Point notes for pictures
======

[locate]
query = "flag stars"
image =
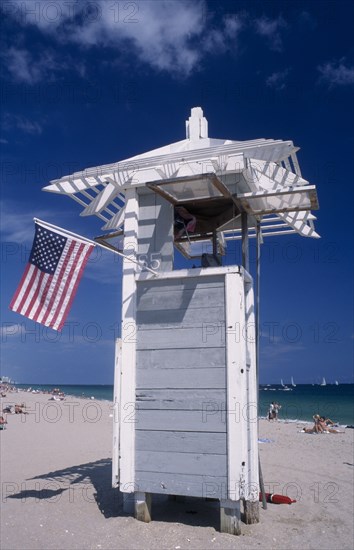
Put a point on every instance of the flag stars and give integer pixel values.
(47, 250)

======

To be done
Give every line of the records above as a Markdown table with the columns "Row" and "Text," skipping blank lines and leaving out the pictures.

Reply
| Row | Text |
|---|---|
| 1 | [locate] |
| 2 | query = "flag stars" |
| 3 | image = |
| 4 | Put a point on every instance of the flag stars and give integer pixel values. |
| 5 | (47, 250) |